**Polecenia**:
1 > Gdzie według poniższego fragmentu odbywa się koncert zespołu Never Say Never?
2 > Wypisz z cytatu kończącego poniższy fragment wszystko, co wyliczono jako wyposażenie wielkiego domu.

Każda szesnastolatka marzy o tym, aby poznać swoich idoli osobiście. Niekiedy mrzonka ta pozostaje jedynie fantasmagorią. Czasem jednak wszechświat sprzyja jej na tyle, że przez dłuższe lub krótsze mgnienie oka, ma szansę się ziścić. Przez miesiące oszczędzałaś na to, aby móc uczestniczyć w koncercie zespołu Never Say Never, za którym szalejesz od lat, odbywającym się tego wieczoru w Twoim rodzinnym Queens. Czy jednak, pomimo całej miłości do tego rockowego boysbandu, poszłabyś do klubu, gdybyś wiedziała, że w chwili, w której z niego powrócisz, całe dotychczas znane Ci życie legnie w gruzach? Być może – wszakże ktoś tam na górze mógł mieć dla Ciebie właśnie takie, a nie inne plany. Jeszcze rozgrzana energią zgromadzonego na wydarzeniu tłumu, cała w skowronkach biegniesz do skromnego, jednopokojowego mieszkania, w którym żyjesz mamą. Ta wartościowa, zawsze opiekująca się Tobą osoba, jest jednocześnie najważniejszą oraz jedyną osobą w Twoim życiu. Jak to jednak często bywa, los jest okrutny. Matka od lat zmagała się z rakiem. Kiedy na trawniku widzisz migające światła karetki, w jednej sekundzie cała Twoja pokoncertowa ekscytacja wyparowuje. Natychmiast wiesz co się stało. Szeroki uśmiech zastępują kapiące bezgłośnie po policzkach łzy. Co się z Tobą stanie? Dlaczego? Dlaczego właśnie teraz? Dlaczego dziś? Dlaczego…

„Chodziło o to, że w całej tej przestrzeni, w tym wielkim domu z obsługą, całą masą drogich sprzętów, basenem i pięknym ogrodem, poczułam się najbardziej samotną osobą we wszechświecie.”

**Materiał źródłowy**:
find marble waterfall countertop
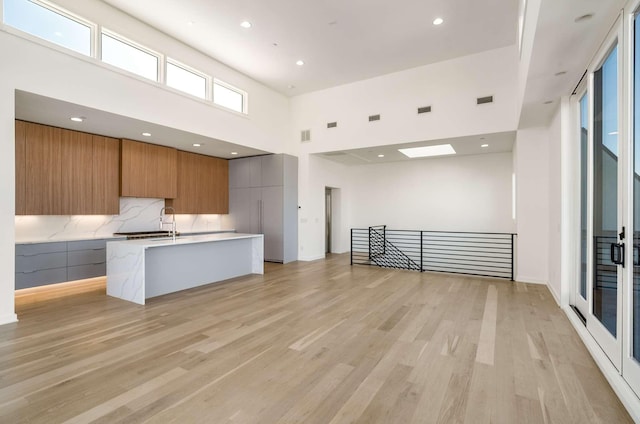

**Odpowiedzi**:
1 > W rodzinnym Queens bohaterki.

2 > Obsługa, cała masa drogich sprzętów, basen i piękny ogród.